TEXT EXCERPT>

Destination Bolivia for a popular street food snack made with cassava called sonso de yuca.
What is cassava?
Cassava is a tropical root crop that was first domesticated in southern Brazil and by extension it has become a common commodity throughout the natives of South America. Colonisation helped it spread far and wide to tropical colonies like Africa and India.
Cassava also commonly known as yuca in the United States is used just like a potato. The bland and starchy nature of this tuberous root helps it to absorb any flavors that are added to it. It can easily replace potatoes in most recipes.
It has been one of South American staples for more than a thousand years. The cassava root has a starchy and fibrous texture, which makes it more filling. In Bolivia, it was common to eat just boiled yuca and over the years, it started to be fried, grilled, baked and used in so many ways.
This highly popular edible root is consumed in a variety of dishes not only throughout Bolivia but in fact most of Latin America. Each country has a regional variation of the same dish with different names.

WHAT TO PRODUCE> From the passage on cassava, extract the portion starting with "Cassava is a" and going on through "Africa and India.", copying it word for word.

GIVEN ENTRIES>
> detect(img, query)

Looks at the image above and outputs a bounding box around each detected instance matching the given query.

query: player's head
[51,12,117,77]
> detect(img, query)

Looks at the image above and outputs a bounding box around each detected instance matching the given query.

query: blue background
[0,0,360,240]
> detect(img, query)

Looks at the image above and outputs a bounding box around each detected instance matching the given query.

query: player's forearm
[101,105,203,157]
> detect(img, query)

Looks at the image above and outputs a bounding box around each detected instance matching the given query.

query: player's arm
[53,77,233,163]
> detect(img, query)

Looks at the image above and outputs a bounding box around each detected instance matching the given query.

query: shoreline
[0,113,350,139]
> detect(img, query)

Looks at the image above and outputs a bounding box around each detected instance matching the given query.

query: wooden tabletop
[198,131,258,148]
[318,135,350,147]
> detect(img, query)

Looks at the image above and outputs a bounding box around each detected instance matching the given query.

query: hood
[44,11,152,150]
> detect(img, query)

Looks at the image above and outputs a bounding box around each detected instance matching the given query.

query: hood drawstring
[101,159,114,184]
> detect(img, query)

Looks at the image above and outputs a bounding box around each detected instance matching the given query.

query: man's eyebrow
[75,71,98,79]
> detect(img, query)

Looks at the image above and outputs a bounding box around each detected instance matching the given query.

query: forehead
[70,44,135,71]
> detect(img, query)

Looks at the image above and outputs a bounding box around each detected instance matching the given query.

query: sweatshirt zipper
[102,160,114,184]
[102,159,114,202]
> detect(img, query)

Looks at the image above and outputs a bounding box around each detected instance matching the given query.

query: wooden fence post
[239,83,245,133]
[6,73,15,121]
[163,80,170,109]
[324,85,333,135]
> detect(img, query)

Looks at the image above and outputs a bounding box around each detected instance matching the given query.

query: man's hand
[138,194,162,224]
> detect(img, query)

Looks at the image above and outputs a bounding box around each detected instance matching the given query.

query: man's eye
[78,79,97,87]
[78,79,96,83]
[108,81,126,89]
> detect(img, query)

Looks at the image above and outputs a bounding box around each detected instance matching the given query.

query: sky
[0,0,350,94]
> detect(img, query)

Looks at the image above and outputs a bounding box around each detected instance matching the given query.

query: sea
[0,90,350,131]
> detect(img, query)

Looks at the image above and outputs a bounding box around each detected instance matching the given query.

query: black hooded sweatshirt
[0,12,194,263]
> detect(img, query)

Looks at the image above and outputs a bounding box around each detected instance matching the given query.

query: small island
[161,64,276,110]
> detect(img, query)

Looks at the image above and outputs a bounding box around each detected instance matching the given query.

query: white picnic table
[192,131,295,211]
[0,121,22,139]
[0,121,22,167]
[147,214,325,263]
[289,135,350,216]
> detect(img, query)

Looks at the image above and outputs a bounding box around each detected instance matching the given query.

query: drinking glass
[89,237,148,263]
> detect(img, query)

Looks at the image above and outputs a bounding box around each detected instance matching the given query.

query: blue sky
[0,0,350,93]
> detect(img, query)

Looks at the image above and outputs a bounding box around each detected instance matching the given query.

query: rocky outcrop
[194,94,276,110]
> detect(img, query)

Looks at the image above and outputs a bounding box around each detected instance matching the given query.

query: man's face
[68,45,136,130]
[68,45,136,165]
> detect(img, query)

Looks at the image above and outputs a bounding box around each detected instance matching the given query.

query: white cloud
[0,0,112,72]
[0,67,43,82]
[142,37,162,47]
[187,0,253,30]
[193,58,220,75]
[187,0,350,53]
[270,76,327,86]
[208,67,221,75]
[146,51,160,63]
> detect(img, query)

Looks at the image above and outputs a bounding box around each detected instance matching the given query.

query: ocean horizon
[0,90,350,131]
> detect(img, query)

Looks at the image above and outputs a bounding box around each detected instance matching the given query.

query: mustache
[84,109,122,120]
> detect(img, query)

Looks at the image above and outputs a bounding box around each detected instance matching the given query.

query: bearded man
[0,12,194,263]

RESULT>
Cassava is a tropical root crop that was first domesticated in southern Brazil and by extension it has become a common commodity throughout the natives of South America. Colonisation helped it spread far and wide to tropical colonies like Africa and India.